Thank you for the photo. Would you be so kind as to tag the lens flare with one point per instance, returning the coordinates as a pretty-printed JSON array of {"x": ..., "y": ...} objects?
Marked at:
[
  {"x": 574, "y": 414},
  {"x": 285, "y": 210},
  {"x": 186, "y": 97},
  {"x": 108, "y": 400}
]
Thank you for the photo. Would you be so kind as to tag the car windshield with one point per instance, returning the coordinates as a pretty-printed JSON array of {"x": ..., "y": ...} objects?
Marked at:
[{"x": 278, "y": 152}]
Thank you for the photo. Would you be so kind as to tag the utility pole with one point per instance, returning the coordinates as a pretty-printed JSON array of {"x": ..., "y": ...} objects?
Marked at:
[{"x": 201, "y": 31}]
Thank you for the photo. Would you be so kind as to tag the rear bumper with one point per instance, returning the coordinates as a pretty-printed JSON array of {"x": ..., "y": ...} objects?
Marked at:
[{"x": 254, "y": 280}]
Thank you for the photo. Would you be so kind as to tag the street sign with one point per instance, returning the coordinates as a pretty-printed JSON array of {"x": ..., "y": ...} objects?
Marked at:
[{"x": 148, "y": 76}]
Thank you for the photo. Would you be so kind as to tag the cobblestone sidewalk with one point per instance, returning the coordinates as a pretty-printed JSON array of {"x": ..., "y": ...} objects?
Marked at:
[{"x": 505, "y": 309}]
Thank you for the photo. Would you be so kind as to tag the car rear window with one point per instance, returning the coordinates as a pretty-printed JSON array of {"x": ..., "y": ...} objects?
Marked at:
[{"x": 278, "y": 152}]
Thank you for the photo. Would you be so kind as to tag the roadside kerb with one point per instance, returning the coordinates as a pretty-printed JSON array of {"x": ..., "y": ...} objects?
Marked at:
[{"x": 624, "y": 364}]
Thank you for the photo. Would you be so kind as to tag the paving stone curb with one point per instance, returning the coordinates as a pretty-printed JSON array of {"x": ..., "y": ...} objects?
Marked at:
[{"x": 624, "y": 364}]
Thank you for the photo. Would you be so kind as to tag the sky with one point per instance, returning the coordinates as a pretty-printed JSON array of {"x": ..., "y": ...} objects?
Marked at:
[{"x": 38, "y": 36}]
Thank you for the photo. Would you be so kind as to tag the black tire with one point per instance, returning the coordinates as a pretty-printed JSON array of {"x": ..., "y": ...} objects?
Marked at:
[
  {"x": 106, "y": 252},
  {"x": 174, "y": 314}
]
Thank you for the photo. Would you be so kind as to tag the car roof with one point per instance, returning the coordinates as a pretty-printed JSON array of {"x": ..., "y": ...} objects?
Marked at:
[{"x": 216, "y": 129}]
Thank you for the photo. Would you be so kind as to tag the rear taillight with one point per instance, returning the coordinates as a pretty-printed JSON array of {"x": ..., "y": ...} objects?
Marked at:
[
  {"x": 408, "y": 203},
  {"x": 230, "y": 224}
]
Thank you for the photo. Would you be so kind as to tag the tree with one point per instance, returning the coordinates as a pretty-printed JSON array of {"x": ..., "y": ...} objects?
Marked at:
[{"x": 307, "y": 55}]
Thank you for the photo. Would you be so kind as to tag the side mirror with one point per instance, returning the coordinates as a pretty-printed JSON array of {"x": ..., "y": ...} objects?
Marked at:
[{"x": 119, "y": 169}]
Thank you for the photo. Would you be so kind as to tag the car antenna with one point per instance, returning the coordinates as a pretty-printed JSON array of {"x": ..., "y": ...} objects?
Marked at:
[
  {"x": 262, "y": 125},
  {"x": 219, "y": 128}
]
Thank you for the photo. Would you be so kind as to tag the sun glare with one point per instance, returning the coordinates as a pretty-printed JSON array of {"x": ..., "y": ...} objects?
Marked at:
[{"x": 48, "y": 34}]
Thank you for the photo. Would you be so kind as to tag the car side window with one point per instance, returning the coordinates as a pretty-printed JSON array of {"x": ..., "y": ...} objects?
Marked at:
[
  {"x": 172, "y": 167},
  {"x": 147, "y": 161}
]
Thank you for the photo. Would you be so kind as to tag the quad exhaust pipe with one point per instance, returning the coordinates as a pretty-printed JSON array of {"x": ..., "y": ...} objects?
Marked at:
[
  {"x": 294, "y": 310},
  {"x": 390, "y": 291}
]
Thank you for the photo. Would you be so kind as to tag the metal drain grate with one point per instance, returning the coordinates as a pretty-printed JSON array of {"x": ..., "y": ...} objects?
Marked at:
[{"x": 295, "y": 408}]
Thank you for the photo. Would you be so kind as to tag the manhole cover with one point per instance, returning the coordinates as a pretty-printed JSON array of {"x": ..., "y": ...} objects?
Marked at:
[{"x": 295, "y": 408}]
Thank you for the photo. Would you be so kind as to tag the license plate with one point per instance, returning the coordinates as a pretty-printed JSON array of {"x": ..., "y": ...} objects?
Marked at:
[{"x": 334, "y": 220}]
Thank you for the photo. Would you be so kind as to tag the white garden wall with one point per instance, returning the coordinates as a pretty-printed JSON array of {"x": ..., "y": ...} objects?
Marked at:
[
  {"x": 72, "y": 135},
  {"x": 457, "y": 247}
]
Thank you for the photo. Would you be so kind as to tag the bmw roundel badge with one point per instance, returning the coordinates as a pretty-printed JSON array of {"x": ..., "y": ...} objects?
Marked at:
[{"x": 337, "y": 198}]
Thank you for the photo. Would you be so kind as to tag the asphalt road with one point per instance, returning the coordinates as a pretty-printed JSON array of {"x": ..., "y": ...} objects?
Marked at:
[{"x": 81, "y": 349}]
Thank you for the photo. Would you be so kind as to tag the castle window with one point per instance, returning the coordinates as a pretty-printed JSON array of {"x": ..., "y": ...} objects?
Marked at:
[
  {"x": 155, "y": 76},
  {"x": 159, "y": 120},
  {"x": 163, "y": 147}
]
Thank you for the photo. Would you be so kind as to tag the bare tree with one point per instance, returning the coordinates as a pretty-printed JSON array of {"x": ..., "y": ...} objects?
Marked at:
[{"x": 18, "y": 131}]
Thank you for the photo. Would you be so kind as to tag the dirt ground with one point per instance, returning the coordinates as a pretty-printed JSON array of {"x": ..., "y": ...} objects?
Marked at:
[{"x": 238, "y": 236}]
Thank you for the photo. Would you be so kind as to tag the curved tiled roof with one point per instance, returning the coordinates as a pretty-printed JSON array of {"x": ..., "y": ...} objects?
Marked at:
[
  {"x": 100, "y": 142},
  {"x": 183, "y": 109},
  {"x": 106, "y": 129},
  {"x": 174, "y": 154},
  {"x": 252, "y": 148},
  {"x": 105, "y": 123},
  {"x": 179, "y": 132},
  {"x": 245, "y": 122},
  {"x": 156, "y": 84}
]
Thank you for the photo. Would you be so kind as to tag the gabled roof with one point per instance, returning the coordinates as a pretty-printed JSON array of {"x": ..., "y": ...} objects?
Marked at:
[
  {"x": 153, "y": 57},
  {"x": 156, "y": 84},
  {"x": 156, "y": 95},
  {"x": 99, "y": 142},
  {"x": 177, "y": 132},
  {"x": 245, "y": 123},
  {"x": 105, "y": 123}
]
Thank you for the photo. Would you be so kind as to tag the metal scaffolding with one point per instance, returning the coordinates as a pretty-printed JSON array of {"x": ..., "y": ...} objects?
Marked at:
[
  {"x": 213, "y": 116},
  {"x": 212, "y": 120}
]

****************************************

The task: Taking the line that contains "tag the curved" as the starting point, copy every line through the end of the listing exactly, and write nothing further.

Exercise response:
Thank you for the photo. Would you be so kind as to tag the curved tiled roof with one point per instance, returning the coordinates as a pretty-printed JSON array of {"x": ..., "y": ...} objects?
Marked at:
[
  {"x": 100, "y": 142},
  {"x": 183, "y": 109},
  {"x": 106, "y": 129},
  {"x": 174, "y": 154},
  {"x": 252, "y": 148},
  {"x": 105, "y": 123},
  {"x": 179, "y": 132},
  {"x": 245, "y": 122},
  {"x": 156, "y": 84}
]
Thank you for the photo. Would you be so kind as to tag the gabled roof with one point per instance, returning the coordinates as a pretty-printed JSON array of {"x": ..., "y": ...} objects?
Marked at:
[
  {"x": 153, "y": 57},
  {"x": 156, "y": 84},
  {"x": 156, "y": 95},
  {"x": 99, "y": 142},
  {"x": 177, "y": 132},
  {"x": 245, "y": 123},
  {"x": 105, "y": 123}
]
Thank you for the photo. Would you be so kind as to tag the metal scaffolding with one point per instance, returning the coordinates as a pretty-printed JSON array of {"x": ..., "y": ...} objects?
Marked at:
[
  {"x": 213, "y": 116},
  {"x": 212, "y": 120}
]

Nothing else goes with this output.